PROBLEM DETAILS: Extend the text on searching with the find command, beginning right after its final sentence.

TEXT SECTION:
- - - - - - -

An easier way to check for "recent" files within a directory structure might be to use a reference file:[19]

$ touch -t 201812310000 foo && ls -go foo
-rw-r-----  1   0 Dec 31  2018 foo

$ find dir/ -type f -newer foo -exec ls -ghtrd '{}' +
-rw-------  1 wheel    0B Nov 10 09:56 dir/b/c
-rw-------  1 wheel    0B Jan 12 18:47 dir/a

Find files from the future

While we can find files and directories from the past, it was not as easy to find objects with timestamps in the future[20][21]. find v4.3.3 implements -newerXY[22] to do just that:

touch -d "+20 years" foo
find . -newermt "1 day"

If find doesn't support -newerXY, maybe it supports -newer by using a reference file:

touch -d "+19 years" bar
find . -newer bar

Exclude directories

Exclude directories from our search:

find .            -xdev \( -path ./dir1 -o -path ./dir2 \) -prune -o -type f
find / /home/bob/ -xdev \( -path /home/.ecryptfs -o -path /var/cache/fscache/cache \) -prune -o -type f

Note the leading ./ in front of those directories, as we need the full (but not absolute) path when we're searching a relative path (".").

- - - - - - -

STORED RECORDS:
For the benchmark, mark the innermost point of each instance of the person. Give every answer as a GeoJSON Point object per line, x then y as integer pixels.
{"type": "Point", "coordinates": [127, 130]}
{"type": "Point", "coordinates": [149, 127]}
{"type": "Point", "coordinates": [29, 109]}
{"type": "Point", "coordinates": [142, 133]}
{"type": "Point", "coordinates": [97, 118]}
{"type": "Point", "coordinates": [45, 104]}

- - - - - - -

ANSWER:
Remove files from target directory

Not really a find only job, but it's involved in the process. Say we want to extract an archive into a (target) directory but want to remove everything in the directory that's not part of the archive.[23] We can make a list of the archive's contents and then remove everything else:

tar -tzf archive.tar.gz | cut -d/ -f2- > foo
find /some/target/directory/ | cut -d/ -f5- | while read f; do
   grep -qw "^${f}$" foo || echo "not in archive: ${f}"
done

Let's see how this works:

$ find . | xargs echo 
. ./dir0 ./dir0/file.txt ./dir0/file.com ./dir1 ./dir1/file.exe ./dir1/file.dll ./file0 ./file1
$ tar -tf ../archive.tar | xargs echo 
. ./dir0 ./dir0/file.txt                 ./dir1 ./dir1/file.exe                 ./file0

$ tar -tf ../archive.tar | cut -d/ -f2- > foo
$ find . | cut -d/ -f2- | while read f; do grep -qw "^${f}$" foo || echo "not in archive: ${f}"; done
not in archive: .
not in archive: dir0
not in archive: dir0/file.com
not in archive: dir1
not in archive: dir1/file.dll
not in archive: file1
not in archive: foo

Close, but good enough :-)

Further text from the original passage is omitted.